# Entries taken from a collection
--- --- ---

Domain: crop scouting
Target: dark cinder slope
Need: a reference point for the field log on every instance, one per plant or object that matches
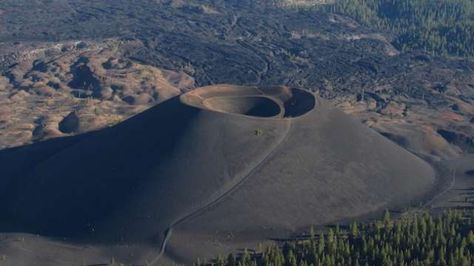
(199, 173)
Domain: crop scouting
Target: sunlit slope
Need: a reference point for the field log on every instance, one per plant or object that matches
(252, 163)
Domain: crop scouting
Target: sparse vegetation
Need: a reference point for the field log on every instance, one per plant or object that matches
(420, 239)
(441, 27)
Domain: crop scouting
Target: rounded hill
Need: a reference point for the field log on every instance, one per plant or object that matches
(203, 172)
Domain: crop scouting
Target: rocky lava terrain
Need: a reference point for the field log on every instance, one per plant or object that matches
(162, 48)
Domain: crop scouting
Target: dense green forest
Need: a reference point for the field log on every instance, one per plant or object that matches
(417, 239)
(443, 27)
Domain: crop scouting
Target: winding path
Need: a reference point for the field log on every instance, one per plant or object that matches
(220, 195)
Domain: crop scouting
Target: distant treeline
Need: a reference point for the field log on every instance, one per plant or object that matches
(443, 27)
(421, 239)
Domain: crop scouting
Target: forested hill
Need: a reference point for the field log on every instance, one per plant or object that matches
(443, 27)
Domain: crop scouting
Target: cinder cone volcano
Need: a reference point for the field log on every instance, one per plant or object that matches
(199, 173)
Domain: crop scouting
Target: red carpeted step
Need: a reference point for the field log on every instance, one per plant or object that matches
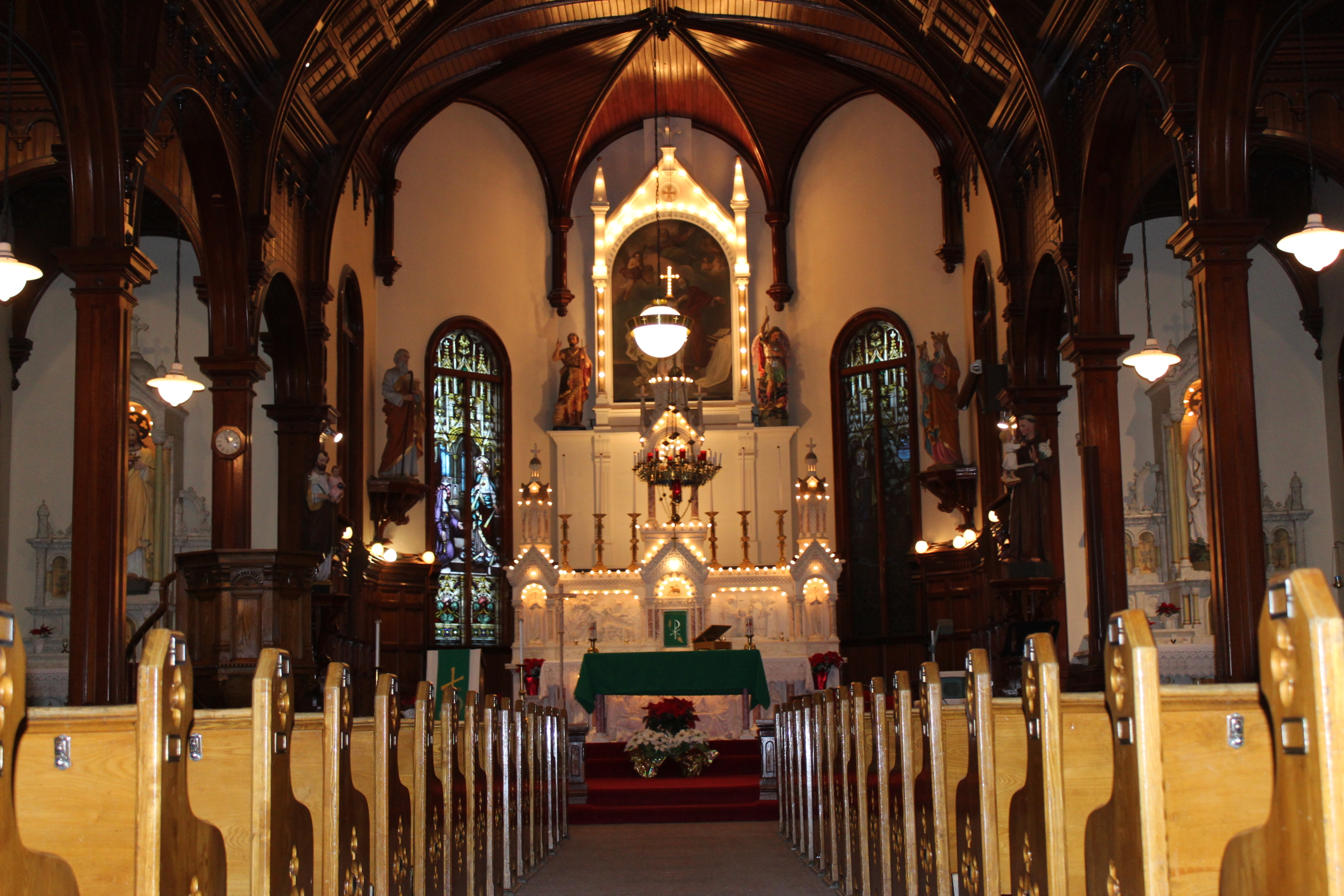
(759, 810)
(675, 792)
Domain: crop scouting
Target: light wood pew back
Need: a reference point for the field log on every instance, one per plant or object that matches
(830, 769)
(932, 789)
(996, 769)
(119, 810)
(1300, 848)
(1049, 815)
(1183, 787)
(268, 833)
(374, 769)
(25, 871)
(857, 747)
(320, 767)
(417, 762)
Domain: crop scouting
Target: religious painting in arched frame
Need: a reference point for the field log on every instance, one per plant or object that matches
(702, 291)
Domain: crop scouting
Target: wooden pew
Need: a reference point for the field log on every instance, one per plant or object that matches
(996, 769)
(830, 767)
(268, 833)
(417, 761)
(374, 769)
(934, 870)
(897, 760)
(23, 871)
(1049, 815)
(112, 801)
(1183, 785)
(1300, 848)
(857, 746)
(320, 772)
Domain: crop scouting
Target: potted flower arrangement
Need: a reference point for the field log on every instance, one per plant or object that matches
(822, 666)
(42, 633)
(533, 676)
(670, 734)
(1166, 612)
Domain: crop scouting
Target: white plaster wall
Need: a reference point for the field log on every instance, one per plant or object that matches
(865, 229)
(42, 445)
(474, 239)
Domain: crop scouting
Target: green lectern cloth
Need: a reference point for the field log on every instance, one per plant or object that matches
(673, 675)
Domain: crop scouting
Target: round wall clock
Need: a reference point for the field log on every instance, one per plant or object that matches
(229, 442)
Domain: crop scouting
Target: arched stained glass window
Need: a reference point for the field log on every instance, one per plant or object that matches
(874, 398)
(468, 467)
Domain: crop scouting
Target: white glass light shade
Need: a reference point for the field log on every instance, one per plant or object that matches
(14, 275)
(1152, 362)
(662, 332)
(175, 386)
(1316, 246)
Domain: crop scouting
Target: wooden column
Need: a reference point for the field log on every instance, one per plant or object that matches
(1043, 404)
(232, 402)
(561, 294)
(1097, 370)
(104, 279)
(780, 291)
(1220, 265)
(299, 433)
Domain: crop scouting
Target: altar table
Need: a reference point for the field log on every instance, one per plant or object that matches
(673, 675)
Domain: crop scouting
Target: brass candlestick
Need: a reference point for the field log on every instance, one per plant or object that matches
(714, 541)
(635, 542)
(747, 541)
(597, 543)
(565, 542)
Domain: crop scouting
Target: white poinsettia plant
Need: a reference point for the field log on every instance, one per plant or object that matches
(656, 743)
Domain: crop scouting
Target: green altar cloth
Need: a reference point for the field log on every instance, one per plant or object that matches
(673, 675)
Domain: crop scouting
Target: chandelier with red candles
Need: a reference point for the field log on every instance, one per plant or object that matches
(678, 462)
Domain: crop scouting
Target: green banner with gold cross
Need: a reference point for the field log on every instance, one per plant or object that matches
(454, 669)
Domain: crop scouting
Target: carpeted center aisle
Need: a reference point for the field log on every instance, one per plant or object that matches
(675, 860)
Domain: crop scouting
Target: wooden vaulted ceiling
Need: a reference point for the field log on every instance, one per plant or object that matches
(572, 76)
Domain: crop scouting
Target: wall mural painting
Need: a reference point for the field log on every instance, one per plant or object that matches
(467, 457)
(702, 289)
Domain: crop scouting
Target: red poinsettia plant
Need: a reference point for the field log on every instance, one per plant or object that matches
(826, 661)
(670, 715)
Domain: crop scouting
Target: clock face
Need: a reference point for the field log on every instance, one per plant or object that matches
(229, 441)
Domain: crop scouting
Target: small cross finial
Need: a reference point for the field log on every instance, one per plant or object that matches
(670, 277)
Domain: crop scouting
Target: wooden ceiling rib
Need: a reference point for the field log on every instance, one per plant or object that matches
(570, 76)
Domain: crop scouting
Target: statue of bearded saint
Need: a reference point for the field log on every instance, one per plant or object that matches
(402, 407)
(575, 375)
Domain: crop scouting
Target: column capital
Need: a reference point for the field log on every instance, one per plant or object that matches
(233, 373)
(1035, 399)
(105, 267)
(1227, 239)
(1096, 351)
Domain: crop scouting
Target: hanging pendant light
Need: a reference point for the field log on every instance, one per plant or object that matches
(175, 386)
(1315, 246)
(660, 331)
(1152, 362)
(14, 275)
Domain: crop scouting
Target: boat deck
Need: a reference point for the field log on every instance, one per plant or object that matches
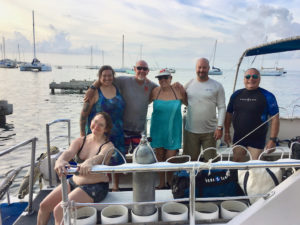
(25, 219)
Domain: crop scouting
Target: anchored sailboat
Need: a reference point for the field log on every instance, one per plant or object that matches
(214, 70)
(91, 66)
(122, 69)
(35, 65)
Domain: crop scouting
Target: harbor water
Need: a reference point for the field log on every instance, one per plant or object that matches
(34, 105)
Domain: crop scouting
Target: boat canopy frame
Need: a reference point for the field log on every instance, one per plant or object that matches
(282, 45)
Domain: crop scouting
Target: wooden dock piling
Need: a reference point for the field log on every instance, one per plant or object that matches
(71, 85)
(5, 109)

--- --- ---

# Task details
All of the records above must be copied exactly, except for the pictures.

# Solved problem
Domain: crop scouting
Target: dark cinder slope
Need: a reference point for the field log on every instance, one per plant or object that matches
(199, 173)
Domain: crop scouting
Target: sunlit slope
Need: a reference point for the field log on every instance, one per plant or object that matches
(252, 163)
Domain: crop scouting
Target: sparse vegetation
Need: a reference point for the field log on every instance, one per plant or object that matches
(420, 239)
(441, 27)
Domain: crop scouting
Target: rounded hill
Need: a reference point for the field log on every instance, one per plant or object that matches
(203, 172)
Domain: crop scouting
Target: rocky lava terrain
Need: a reference point for the field log on every instance, one per plant or object that matches
(162, 48)
Domain: crop scouting
Target: dense green forest
Need: a reference point for the field log on every instance, one per plant or object that matches
(417, 239)
(443, 27)
Domain: crop scouting
Target: winding path
Need: a reference point for the field log on every instance, one per plant or object that matches
(220, 195)
Domain: crop scouting
Target: distant treeline
Need: a reference point for the field log on every instance, one per plant or object that matches
(443, 27)
(421, 239)
Domain: crop scouting
Target: forested hill
Need: a reference point for the field log on every instance, one per plant or object that matches
(443, 27)
Domain: crop scouting
Target: cinder cone volcano
Need: a reference point for the field log on every instance, one per plant or object that matches
(199, 173)
Domain: crop scouting
Target: red carpeted step
Need: a reference point for the field log on every instance, one per plant or object that matches
(759, 810)
(675, 792)
Domain: crop scouting
Target: light wood pew back
Need: a reference point for the field log on every instance, one per plant or object that matches
(830, 769)
(932, 789)
(996, 769)
(119, 810)
(1300, 848)
(1049, 815)
(1183, 787)
(268, 833)
(374, 769)
(25, 871)
(857, 747)
(320, 767)
(417, 762)
Domain: crop scouting
Target: religious painting in arched frame
Need: a reference point for the field log on every instance, one per plant or object that matches
(702, 291)
Domain: crop scouting
Target: wooden pew
Need: a reference point for the field log on every instance, one per plant or object that matches
(996, 769)
(830, 767)
(268, 833)
(417, 761)
(374, 769)
(934, 870)
(897, 760)
(23, 871)
(1049, 815)
(112, 801)
(1183, 785)
(1300, 848)
(857, 746)
(320, 772)
Domain: crop scouting
Target: potted flower arrangement
Need: a reference point for the field log on every instance, one per plant or object that matches
(822, 666)
(42, 633)
(533, 676)
(670, 734)
(1166, 612)
Domain: crop scouting
Target: white plaster wall
Need: a reference point for the field log on every instance, one per plant or object that matches
(865, 229)
(42, 445)
(474, 239)
Domain: crop scouting
Target: green lectern cloth
Need: a reference point for the field log on every instance, one per plant or object that matches
(673, 675)
Domain: crop scouting
Target: round wall clock
Need: a reference point for the field log on every instance, one per plant or object that matches
(229, 442)
Domain: crop scouting
Target: arched stained glass window
Need: a reference point for the field log on every instance, one per plant or object that matches
(874, 398)
(468, 467)
Domain: crop scouting
Target: white glass light shade
Need: a reference point for the field log on every instance, one per plant or object that matches
(14, 275)
(1152, 362)
(662, 332)
(175, 386)
(1316, 246)
Domain: crop scouting
Target: wooden column
Need: a reference point for the field log on every instance, one per plant or object that matches
(1043, 404)
(232, 402)
(561, 294)
(1097, 370)
(104, 279)
(780, 291)
(1220, 265)
(299, 433)
Domain: crop scouting
Target: altar table
Need: a reference point for the field log on every instance, one per plant or object that matches
(673, 675)
Domain: crop scouting
Target: brass candlestick
Need: a reference point for the field log on every instance, one per plant or object that matches
(714, 541)
(635, 542)
(747, 541)
(597, 543)
(565, 542)
Domain: crop scouting
Target: white poinsettia plant
Need: a reference point for the field log on every instance, one per plant or object that matches
(656, 743)
Domain: crop scouting
Target: green altar cloth
Need: a reference point for the field log on every instance, one per plant or object that matches
(673, 675)
Domain: crop scouting
Target: chandelier with red candles
Need: a reference point for the field log on every instance, one per plant or object that matches
(678, 462)
Domain: crop scouting
Target: green banner with gold cross
Need: a reference point for the field log on every instance, one per plant or object that matches
(454, 669)
Domain: crop scouting
Target: carpeted center aisle
Need: a reference point for the field log on every instance, one per plant or object that matches
(675, 860)
Domain: crop scouting
Target: wooden vaulted ceiling
Need: a reference point for the field log on every instance, one per plant or object that matches
(572, 76)
Domain: crop scouting
Target: wall mural painting
Need: a reference point for the field log on every instance, one per plant or object that matches
(467, 457)
(702, 289)
Domain: crop scouting
Target: red poinsettia plant
Need: a reference point for the field log on every instance, one per plant or object that matches
(826, 661)
(670, 715)
Domain: crop scouting
Target: clock face
Need: a reference point for the field log on every instance, one per plant or object that matches
(229, 441)
Domain: crop scouting
Target: small cross finial
Need: a reference point for the field log on every instance, one per plant or object that matches
(670, 277)
Domain: crop scouting
Target: wooden ceiling rib
Need: a reference point for the field log on every instance, one per plant or object that matches
(570, 76)
Domain: crop scouting
Target: statue of bearded saint
Need: a reference point for the field log on every instance, one per plant or object that matches
(402, 407)
(575, 375)
Domain: crop scouting
Target: column capital
Need: a reference point for the field log on every instance, one per plant or object that matches
(233, 373)
(1035, 399)
(105, 267)
(1227, 239)
(1096, 351)
Domain: crop scouting
Target: hanging pendant light
Need: a reference point for the field log on every instance, one per plant or object that matches
(175, 386)
(1315, 246)
(660, 331)
(1152, 362)
(14, 275)
Domain: crop scouting
Target: boat deck
Need: a reference point for the field log on every instance, one per plant or object that matches
(25, 219)
Domain: crop scouting
Target: anchored sailboat
Need: a reference point for the field log on every instance, one per plant or object that matches
(214, 70)
(91, 66)
(122, 69)
(35, 65)
Domain: crop scouting
Target: harbor water
Need: a reference point for the field log on every instance, one per plant or object that matches
(34, 105)
Domain: crop scouting
Target: boat canopy frame
Need: a reference point for the field log on every instance, one per plant or object that matches
(282, 45)
Domain: crop scouting
Target: wooden dock piling
Need: a reference point for the field log on every instance, one per plant or object that matches
(71, 85)
(5, 109)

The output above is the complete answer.